§ Page extract:

- - -

1. ## Difficult integrals

$\int\frac{xsinx}{1+(cosx)^{2}}dx$
$\int_{-\infty }^{\infty }e^{-x^{2}}dx$
$\int\frac{\sqrt{\sqrt{x^4 + 1}-x^{2}}}{x^4 + 1}dx$
$\int\frac{\sqrt{x}ln(x)e^{x}x^{3}}{\sqrt{lnx}}dx$
I have been working on these integral for 4 weeks... haven't been able to get anything yet. I am preparing for a competition and came across these bad boys.

2. ## Re: Difficult integrals

I found the solution to the second integral. It turned out to be the Gaussian Integral!

3. ## Re: Difficult integrals

I ve done for you the first one. Doesnt seem to have any sense but maybe I made a typing mistake.

http://integrals.wolfram.com/index.jsp?expr=(x*sin(x))%2F(1+%2B+cos(x)^2)&rando m=false

4. ## Re: Difficult integrals

Originally Posted by smokesalot
$\int\frac{xsinx}{1+(cosx)^{2}}dx$
$\int_{-\infty }^{\infty }e^{-x^{2}}dx$
$\int\frac{\sqrt{\sqrt{x^4 + 1}-x^{2}}}{x^4 + 1}dx$
$\int\frac{\sqrt{x}ln(x)e^{x}x^{3}}{\sqrt{lnx}}dx$
I have been working on these integral for 4 weeks... haven't been able to get anything yet. I am preparing for a competition and came across these bad boys.

- - -

§ Object point labels:
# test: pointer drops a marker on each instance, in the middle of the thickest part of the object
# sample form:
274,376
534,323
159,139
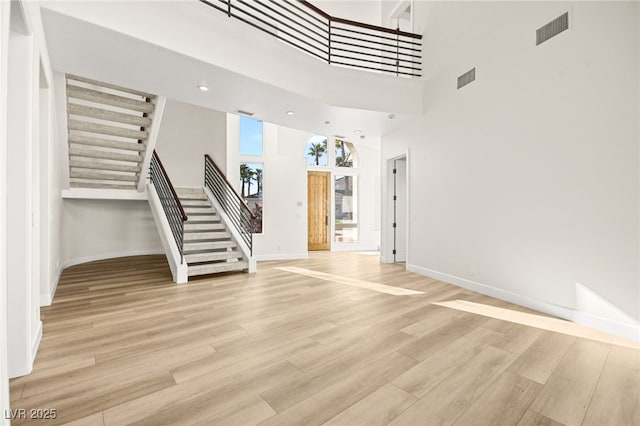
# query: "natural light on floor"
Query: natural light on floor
538,321
395,291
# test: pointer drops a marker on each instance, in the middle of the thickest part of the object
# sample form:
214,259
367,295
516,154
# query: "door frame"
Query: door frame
330,201
387,239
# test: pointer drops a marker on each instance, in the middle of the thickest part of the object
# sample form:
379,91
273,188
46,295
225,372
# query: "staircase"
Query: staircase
108,133
208,245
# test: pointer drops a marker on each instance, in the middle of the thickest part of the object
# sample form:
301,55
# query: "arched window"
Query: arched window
315,151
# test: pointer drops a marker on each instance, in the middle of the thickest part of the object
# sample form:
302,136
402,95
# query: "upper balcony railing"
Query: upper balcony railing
334,40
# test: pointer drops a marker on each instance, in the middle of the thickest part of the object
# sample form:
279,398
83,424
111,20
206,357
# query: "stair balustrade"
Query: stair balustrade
333,40
231,203
170,202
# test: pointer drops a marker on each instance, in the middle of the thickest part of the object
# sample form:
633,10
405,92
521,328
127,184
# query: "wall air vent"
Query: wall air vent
553,28
243,112
467,78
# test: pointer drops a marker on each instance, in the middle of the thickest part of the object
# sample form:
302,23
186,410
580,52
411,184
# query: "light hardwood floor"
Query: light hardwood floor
122,344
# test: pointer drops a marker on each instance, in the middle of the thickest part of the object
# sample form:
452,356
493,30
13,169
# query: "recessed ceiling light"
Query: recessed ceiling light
243,112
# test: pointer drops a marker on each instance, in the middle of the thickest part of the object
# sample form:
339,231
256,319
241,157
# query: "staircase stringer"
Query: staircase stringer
235,235
156,119
179,268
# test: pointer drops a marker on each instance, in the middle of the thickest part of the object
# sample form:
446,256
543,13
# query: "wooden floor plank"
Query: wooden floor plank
505,402
616,399
122,344
566,395
377,409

- - -

§ Given exercise A: Return each line of the entries that contains the string "floor".
§ Given exercise B: Write what comes next in the forum thread on difficult integrals, starting after its final post.

§ Right answer A:
# query: "natural light on floor"
Query: natural light on floor
# query: "light hardwood floor"
Query: light hardwood floor
# query: "wooden floor plank"
Query: wooden floor plank

§ Right answer B:
$\displaystyle \int{\frac{x\sin{(x)}}{1 + \cos^2{(x)}}\,dx}$

Use integration by parts with $\displaystyle u = x \implies du = dx$ and $dv = \frac{\sin{(x)}}{1 + \cos^2{(x)}} \implies v = -\arctan{ \left[ \cos{(x)} \right] }$ and the integral becomes

$\displaystyle \int{\frac{x\sin{(x)}}{1 + \cos^2{(x)}}\,dx} = -x\arctan{\left[ \cos{(x)} \right]} + \int{\arctan{ \left[ \cos{(x)} \right]} \,dx}$

This does not have a closed-form solution in terms of elementary functions.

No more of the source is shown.